● **GEGEVEN OPDRACHT**
Vervang in alle records hieronder "thickest part" door "widest part" en geef de regels verder ongewijzigd terug. Laat de afbeeldingen weg.

[Gegevensoverzicht]
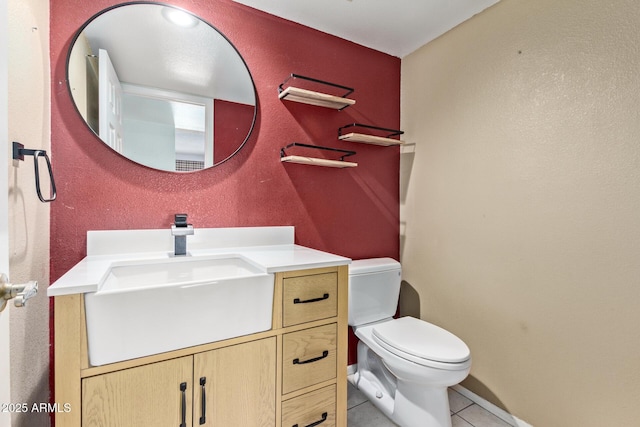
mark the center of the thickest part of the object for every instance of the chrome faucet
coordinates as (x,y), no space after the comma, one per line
(180,230)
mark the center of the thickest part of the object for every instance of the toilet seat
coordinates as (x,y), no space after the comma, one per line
(422,342)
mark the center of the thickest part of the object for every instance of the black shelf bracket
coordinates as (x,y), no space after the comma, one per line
(393,132)
(345,153)
(311,79)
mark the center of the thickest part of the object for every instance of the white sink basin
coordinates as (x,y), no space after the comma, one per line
(152,306)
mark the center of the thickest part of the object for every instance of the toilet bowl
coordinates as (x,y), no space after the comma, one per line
(405,365)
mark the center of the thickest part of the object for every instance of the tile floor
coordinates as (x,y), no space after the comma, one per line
(464,413)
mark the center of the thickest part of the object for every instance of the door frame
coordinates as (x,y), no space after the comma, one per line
(5,382)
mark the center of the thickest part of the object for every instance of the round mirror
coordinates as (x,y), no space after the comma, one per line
(161,87)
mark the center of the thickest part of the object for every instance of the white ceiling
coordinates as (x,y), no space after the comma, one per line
(396,27)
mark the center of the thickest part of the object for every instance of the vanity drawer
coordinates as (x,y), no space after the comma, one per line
(311,408)
(308,298)
(308,357)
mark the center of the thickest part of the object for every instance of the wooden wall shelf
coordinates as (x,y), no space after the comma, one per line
(320,99)
(316,161)
(385,141)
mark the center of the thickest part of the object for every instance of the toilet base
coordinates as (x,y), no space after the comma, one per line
(406,403)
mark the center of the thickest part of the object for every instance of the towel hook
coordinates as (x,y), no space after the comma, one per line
(18,154)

● **RESULTAAT**
mark the center of the widest part of the object for every instance of the chrome faucet
coordinates as (x,y), no space after the comma, one per line
(180,230)
mark the center of the widest part of the object for every instance of the toilet seat
coordinates as (x,y), no space after the comma, one per line
(422,342)
mark the center of the widest part of the object for every instance of the black shelf bracket
coordinates as (x,y), no space after the comma, one per line
(393,132)
(345,153)
(311,79)
mark the center of the widest part of the object for every instance of the white sink basin
coordinates as (x,y), no space after the comma, one per line
(152,306)
mark the center of the widest part of the object for every instance of the toilet bowl
coordinates as (x,y), no space after the comma, one per line
(405,365)
mark the center of the widest part of the object for every instance of the tile floor
coordinates as (x,y), no space after the comma, one per line
(464,413)
mark the center of the widest part of the object for every instance of the door frame
coordinates as (x,y), no space after the comma, one per line
(5,382)
mark the center of the widest part of the object for every instance of the round mirror
coordinates as (x,y), no space after the comma, one per line
(161,87)
mark the center of the widest part of the object for every instance of the white ceiling
coordinates as (x,y), no space after the comma, one per line
(396,27)
mark the center of the widest part of the object for every instance of the vanity drawer
coordinates as (x,y), no space after the comma, one per line
(311,408)
(308,298)
(308,357)
mark the center of the widest part of the object for every instance of the wooden wall shelf
coordinates as (x,y), no space after the comma, one per line
(320,99)
(316,161)
(385,141)
mark the center of the widest part of the object for every instance of the toilet base
coordinates as (x,y), no space after the comma, one per line
(406,403)
mark the center of the widest part of the object for every instance of the towel hook
coordinates as (x,y), no space after the comma, one per line
(18,154)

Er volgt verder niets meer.